■ EXERCISE 1 ■
According to the Wick and Lybster Light Railway text below, why did the government pass the Light Railways Act 1896? Answer in one to three sentences.

■ TEXT BLOCK ■
>>>>>

The Wick and Lybster Light Railway was a light railway opened in 1903, with the intention of opening up the fishing port of Lybster, in Caithness, Scotland, to the railway network at Wick. Its construction was heavily supported financially by local government and the Treasury. It was worked by the Highland Railway.

The line was never heavily used and the anticipated expansion of the fishing trade did not take place. When a modern road to the south was built in the 1930s, transits from Lybster were considerably shorter and quicker by that means, and the railway closed completely in 1944.

History 

The fishing village of Lybster lies  to the south of Wick, and up to the end of the nineteenth century was relatively inaccessible on land. As early as 1864 a railway from Wick through Lybster to Dunbeath had been proposed, but nothing came of the idea at that time.

The government passed the Light Railways Act 1896 with the intention of encouraging the construction of low-cost railways to serve such localities.

<<<<<

Extracted data entries:

>>>>>

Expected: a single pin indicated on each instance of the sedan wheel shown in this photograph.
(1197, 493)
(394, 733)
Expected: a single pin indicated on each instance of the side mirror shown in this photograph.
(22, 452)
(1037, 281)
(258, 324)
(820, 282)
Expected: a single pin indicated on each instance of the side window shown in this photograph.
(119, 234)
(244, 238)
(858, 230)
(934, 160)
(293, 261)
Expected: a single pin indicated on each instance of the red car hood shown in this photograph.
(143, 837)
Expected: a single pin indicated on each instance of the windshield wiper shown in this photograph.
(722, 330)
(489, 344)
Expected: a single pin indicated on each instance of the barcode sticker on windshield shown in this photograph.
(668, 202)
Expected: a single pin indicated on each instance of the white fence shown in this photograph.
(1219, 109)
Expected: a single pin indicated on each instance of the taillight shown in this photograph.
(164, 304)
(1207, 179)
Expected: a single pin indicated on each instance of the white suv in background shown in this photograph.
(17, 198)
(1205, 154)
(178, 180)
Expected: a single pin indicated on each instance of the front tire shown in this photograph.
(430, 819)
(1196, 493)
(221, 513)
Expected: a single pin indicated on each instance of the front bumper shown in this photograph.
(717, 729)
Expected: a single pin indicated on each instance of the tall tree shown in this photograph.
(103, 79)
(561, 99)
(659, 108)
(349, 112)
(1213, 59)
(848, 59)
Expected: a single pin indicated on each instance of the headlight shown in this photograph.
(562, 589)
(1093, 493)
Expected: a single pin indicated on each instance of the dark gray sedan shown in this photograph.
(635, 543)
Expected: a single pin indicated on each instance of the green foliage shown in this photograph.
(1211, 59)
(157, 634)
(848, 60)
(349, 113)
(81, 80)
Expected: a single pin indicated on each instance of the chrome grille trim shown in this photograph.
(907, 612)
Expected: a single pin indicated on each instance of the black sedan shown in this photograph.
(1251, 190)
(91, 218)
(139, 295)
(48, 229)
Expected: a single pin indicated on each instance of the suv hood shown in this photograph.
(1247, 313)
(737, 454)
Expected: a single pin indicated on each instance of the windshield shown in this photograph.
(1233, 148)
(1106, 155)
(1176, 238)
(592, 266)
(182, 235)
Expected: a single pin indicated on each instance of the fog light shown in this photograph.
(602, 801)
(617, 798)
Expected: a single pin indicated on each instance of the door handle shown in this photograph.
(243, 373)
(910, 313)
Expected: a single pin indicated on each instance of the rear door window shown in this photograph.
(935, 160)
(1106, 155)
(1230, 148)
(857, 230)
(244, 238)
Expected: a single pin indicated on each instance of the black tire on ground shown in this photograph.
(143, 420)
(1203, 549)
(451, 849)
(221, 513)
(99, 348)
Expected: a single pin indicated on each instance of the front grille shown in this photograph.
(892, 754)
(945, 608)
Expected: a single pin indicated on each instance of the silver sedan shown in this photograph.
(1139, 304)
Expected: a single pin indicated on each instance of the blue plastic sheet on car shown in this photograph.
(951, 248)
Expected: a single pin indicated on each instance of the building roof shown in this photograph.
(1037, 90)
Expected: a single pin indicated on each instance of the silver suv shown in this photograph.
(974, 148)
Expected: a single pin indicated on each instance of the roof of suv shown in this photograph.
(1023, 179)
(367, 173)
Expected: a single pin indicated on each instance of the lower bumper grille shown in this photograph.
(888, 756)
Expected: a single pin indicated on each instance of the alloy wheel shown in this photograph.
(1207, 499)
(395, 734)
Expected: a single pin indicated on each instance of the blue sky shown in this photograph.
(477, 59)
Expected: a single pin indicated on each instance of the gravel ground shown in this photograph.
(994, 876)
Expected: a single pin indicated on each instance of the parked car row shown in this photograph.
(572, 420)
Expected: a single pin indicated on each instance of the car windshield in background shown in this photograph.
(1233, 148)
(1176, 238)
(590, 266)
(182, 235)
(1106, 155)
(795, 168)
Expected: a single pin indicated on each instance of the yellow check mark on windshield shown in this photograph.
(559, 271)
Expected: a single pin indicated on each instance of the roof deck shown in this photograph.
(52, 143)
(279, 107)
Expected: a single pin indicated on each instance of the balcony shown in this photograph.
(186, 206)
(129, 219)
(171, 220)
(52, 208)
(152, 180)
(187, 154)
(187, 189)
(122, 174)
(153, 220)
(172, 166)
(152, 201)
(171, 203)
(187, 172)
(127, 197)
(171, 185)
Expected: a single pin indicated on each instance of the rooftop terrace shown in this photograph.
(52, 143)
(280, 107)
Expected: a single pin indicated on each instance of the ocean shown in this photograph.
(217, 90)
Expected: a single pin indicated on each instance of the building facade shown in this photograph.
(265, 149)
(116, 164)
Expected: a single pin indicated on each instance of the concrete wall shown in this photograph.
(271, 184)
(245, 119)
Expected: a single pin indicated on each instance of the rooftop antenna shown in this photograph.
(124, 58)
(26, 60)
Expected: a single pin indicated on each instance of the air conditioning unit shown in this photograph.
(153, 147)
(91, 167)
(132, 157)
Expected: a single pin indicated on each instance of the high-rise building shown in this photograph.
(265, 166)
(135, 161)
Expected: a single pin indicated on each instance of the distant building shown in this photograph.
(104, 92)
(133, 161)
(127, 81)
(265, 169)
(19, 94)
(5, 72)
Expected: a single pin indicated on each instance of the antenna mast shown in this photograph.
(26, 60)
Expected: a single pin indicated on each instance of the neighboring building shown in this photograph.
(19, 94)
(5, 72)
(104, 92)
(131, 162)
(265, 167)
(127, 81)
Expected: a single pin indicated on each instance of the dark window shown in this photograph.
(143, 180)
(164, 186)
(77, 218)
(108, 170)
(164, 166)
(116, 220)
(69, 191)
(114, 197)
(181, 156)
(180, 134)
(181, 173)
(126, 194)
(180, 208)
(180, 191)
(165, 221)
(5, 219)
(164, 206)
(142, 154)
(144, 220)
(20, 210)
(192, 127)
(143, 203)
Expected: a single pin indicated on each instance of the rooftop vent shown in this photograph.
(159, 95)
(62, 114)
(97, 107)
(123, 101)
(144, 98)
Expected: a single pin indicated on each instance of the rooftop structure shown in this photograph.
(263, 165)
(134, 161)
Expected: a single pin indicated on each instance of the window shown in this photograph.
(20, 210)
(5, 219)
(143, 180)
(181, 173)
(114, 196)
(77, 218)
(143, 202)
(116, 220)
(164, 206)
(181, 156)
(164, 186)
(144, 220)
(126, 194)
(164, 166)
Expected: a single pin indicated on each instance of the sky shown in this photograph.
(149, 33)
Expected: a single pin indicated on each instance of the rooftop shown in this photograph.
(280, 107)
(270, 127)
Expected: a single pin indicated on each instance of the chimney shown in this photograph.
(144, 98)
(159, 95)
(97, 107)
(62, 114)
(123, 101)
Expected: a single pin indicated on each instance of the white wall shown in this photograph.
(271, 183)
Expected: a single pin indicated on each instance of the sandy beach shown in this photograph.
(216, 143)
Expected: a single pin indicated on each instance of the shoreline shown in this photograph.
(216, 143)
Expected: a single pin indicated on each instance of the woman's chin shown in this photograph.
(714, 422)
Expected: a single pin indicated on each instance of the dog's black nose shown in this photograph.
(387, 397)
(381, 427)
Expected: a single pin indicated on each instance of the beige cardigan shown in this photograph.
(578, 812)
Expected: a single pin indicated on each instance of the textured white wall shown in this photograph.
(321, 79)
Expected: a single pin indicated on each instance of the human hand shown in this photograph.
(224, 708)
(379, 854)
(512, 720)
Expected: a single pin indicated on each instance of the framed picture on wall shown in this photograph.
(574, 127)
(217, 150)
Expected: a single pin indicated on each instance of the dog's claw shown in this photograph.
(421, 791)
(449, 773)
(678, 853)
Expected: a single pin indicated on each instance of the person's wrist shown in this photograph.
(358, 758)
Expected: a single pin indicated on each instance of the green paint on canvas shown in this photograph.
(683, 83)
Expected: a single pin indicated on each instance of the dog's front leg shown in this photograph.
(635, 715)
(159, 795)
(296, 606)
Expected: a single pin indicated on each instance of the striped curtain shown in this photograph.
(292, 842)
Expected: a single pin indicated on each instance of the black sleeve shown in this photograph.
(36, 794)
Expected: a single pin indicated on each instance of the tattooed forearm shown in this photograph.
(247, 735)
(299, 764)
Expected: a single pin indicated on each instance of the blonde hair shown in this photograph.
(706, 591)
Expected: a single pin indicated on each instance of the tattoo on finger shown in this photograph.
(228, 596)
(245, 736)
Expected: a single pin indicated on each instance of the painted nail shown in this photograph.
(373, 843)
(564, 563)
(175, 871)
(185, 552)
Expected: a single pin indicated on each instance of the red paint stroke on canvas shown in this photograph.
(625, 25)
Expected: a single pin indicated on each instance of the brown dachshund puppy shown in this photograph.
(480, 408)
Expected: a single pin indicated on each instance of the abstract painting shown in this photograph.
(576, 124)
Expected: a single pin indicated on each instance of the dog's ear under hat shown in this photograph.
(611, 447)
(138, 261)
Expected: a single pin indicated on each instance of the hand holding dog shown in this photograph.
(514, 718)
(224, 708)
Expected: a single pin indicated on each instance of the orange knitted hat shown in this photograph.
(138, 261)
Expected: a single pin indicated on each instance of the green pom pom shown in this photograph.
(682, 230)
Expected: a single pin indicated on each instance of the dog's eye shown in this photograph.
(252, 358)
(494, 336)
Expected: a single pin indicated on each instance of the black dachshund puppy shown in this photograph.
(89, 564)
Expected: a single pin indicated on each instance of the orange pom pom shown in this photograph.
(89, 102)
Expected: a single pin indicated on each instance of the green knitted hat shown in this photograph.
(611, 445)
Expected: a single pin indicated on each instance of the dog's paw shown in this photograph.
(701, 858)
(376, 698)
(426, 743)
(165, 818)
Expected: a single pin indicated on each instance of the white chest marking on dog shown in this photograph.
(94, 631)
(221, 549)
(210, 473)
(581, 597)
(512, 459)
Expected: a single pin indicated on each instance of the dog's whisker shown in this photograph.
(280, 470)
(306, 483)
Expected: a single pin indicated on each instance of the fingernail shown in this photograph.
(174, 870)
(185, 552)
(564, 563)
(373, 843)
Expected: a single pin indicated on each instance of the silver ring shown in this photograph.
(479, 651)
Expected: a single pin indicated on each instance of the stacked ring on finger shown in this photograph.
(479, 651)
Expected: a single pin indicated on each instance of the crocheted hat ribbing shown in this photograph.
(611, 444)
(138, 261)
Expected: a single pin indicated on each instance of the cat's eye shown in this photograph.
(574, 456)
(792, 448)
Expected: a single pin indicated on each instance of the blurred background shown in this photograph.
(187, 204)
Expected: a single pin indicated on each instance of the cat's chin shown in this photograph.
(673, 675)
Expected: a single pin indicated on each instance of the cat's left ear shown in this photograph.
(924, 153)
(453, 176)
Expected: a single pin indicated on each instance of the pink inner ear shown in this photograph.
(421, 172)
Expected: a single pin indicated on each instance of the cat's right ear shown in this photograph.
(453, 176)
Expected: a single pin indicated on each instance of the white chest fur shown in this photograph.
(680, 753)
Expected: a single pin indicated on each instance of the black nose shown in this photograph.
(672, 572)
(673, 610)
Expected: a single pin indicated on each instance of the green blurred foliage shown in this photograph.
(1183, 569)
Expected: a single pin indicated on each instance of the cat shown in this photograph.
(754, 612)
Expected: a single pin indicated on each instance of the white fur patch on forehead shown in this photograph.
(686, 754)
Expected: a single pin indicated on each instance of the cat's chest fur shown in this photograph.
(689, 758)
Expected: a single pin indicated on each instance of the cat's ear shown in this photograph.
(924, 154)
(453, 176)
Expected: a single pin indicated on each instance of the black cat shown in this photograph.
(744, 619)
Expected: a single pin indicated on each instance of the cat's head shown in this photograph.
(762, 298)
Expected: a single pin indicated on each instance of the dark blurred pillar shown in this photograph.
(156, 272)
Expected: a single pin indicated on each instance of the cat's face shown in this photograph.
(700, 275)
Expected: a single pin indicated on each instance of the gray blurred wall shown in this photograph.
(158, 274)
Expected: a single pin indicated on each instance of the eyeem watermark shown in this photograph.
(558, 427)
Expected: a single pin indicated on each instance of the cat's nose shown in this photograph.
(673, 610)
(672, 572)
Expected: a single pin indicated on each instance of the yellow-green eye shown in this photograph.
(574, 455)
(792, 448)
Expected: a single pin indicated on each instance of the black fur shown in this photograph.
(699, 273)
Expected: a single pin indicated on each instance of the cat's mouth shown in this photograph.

<<<<<

■ EXERCISE 2 ■
Show every line of the listing above that contains the string "blue". Case counts.

■ CORRECT OUTPUT 1 ■
The government passed the Light Railways Act 1896 to encourage the construction of low-cost railways to serve localities such as Lybster, which until the end of the nineteenth century was relatively inaccessible on land.

■ CORRECT OUTPUT 2 ■
Expected: a single pin indicated on each instance of the blue plastic sheet on car shown in this photograph.
Expected: a single pin indicated on each instance of the blue sky shown in this photograph.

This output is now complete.